##### PROVIDED RECORDS #####

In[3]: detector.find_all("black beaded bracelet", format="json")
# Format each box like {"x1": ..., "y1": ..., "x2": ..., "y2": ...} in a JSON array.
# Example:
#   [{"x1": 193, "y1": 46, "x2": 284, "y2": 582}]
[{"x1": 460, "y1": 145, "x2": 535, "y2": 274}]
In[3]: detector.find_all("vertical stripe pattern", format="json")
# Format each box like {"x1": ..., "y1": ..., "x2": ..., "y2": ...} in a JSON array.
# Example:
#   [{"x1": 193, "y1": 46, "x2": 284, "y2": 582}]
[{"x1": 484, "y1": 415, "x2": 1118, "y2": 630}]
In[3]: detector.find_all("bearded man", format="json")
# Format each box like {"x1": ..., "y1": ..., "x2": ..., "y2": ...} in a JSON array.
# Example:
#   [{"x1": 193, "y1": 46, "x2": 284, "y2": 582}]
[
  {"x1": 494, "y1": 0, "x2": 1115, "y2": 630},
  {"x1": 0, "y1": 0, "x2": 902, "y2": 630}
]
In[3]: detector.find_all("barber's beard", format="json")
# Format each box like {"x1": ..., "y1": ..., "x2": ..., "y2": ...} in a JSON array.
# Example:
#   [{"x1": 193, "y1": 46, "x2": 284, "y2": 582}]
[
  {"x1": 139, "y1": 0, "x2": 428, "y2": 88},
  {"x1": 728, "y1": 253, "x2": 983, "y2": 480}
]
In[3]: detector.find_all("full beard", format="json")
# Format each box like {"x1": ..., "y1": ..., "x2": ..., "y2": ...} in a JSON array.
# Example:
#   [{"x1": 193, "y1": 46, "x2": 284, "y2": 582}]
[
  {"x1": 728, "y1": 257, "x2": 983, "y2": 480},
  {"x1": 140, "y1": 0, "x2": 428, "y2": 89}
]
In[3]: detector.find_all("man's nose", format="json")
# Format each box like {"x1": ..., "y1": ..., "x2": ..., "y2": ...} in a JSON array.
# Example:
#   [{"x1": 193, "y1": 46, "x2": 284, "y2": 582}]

#####

◆ REQUIRED WORK
How many lines of the material above contain the string "detector"? Answer with the count alone.

◆ EXERCISE ANSWER
6